══ Text section ══
Having said this it’s almost impossible that all old jobs will disappear. Many of the developments that are nervously anticipated are still years away and many of the things that humans do will remain out of reach for robots and autonomous systems. Humans are far better than machines at abstraction, generalisation and creative thinking. We have vastly better common sense than machines, we’re agile, nimble and energy efficient too. And don’t forget that it’s humans that have rights and vote – and we can revolt too. Humans are also a deeply social species and physical connection is likely to remain important. Many of of our economic needs are also explicitly interpersonal or social.

The bad news is how robots and automated systems interact with human beings depends a great deal upon how much their designers know or care about human beings. In the same way that there’s a fine line between genetics and eugenics, there’s a thin line between technologies that enhance humanity and those that diminish it. Moreover, developments in robotics, information technology, neuro-technology and genetics all have the potential to vastly widen the gaps that already exist in health, intelligence, opportunity and achievement.
═══
══ Data records ══
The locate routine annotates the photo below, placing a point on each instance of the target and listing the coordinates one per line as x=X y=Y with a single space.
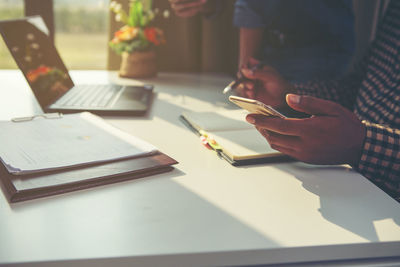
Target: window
x=9 y=9
x=82 y=32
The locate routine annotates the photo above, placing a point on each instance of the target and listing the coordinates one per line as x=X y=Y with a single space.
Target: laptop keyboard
x=93 y=96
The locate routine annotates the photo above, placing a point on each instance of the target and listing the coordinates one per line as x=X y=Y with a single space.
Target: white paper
x=75 y=139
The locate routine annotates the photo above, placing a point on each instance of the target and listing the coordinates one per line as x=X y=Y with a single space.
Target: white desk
x=205 y=212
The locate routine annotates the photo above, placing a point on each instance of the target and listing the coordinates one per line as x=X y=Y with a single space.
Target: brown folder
x=24 y=187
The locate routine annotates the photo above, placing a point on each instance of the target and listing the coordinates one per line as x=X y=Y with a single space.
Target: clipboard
x=62 y=180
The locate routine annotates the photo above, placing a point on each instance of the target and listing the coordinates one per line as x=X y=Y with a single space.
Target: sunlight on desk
x=281 y=222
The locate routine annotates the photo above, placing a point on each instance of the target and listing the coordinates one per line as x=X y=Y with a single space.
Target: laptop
x=35 y=54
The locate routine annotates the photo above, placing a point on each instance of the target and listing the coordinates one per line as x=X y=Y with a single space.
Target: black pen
x=241 y=79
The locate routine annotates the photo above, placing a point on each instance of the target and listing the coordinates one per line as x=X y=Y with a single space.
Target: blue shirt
x=304 y=39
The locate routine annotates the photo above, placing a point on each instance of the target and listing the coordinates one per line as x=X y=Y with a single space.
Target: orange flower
x=154 y=35
x=32 y=75
x=126 y=33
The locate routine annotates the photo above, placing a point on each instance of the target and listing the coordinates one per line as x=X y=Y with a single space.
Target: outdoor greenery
x=81 y=32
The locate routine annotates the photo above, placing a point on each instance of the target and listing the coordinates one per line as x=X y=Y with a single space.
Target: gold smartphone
x=254 y=106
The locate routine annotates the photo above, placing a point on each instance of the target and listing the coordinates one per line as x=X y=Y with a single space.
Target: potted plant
x=136 y=39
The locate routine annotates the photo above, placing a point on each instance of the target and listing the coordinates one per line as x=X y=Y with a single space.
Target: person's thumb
x=312 y=105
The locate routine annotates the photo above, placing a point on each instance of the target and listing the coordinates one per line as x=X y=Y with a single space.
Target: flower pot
x=138 y=65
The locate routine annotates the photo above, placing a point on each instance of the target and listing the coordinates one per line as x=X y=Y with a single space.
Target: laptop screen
x=35 y=54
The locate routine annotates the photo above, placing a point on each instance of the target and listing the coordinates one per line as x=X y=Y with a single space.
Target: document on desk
x=72 y=140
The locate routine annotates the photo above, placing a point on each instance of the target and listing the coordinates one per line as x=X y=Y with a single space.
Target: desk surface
x=205 y=212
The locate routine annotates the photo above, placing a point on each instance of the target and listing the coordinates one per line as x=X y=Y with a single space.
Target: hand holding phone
x=254 y=106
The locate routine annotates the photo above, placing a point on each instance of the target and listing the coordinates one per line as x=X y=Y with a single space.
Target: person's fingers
x=295 y=127
x=251 y=62
x=312 y=105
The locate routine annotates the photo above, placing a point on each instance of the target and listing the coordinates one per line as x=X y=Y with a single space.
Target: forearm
x=250 y=40
x=380 y=158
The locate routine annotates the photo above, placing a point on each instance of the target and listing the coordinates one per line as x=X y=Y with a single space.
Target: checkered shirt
x=372 y=91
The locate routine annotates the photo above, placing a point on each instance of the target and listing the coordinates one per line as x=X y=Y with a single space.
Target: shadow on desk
x=340 y=201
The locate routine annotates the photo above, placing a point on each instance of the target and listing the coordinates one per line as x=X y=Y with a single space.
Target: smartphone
x=254 y=106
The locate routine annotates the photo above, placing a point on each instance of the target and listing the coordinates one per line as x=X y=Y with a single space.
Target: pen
x=231 y=86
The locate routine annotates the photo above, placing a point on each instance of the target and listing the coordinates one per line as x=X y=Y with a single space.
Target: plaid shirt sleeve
x=380 y=159
x=373 y=94
x=343 y=90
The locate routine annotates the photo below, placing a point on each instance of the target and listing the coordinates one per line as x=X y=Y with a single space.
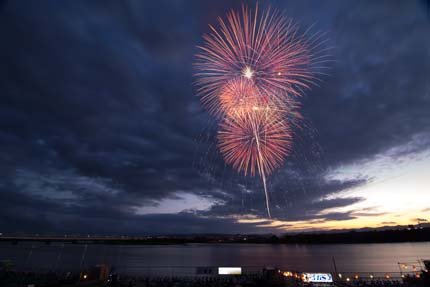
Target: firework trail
x=250 y=72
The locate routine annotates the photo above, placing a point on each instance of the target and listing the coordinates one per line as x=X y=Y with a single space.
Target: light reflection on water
x=182 y=258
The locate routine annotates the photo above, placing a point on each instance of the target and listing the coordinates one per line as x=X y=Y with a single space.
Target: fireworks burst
x=250 y=71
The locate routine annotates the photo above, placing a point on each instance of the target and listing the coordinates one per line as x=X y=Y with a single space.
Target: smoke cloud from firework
x=251 y=71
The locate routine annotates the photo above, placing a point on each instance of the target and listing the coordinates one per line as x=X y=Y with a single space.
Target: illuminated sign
x=229 y=270
x=317 y=277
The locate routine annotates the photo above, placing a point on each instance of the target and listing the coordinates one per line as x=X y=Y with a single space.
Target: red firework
x=250 y=72
x=265 y=49
x=254 y=141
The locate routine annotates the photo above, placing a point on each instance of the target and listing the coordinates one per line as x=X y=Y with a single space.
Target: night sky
x=101 y=131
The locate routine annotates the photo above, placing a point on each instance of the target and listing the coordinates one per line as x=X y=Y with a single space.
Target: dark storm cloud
x=98 y=116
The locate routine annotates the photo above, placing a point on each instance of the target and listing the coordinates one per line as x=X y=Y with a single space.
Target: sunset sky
x=101 y=130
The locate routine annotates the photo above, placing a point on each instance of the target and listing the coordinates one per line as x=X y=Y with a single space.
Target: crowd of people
x=51 y=279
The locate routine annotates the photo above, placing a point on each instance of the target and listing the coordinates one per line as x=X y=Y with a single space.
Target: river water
x=182 y=259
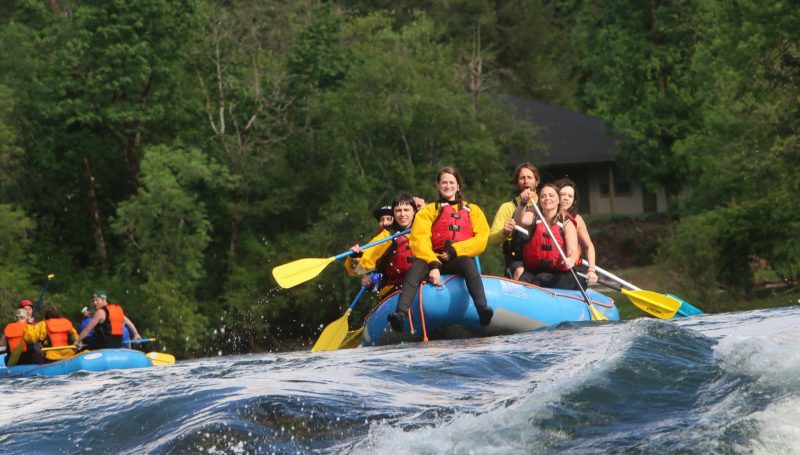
═══
- [Your instructions] List every field of development that the text about robots and human work says could widen existing gaps. Rely only on the text about robots and human work.

- [Written solution] robotics, information technology, neuro-technology, genetics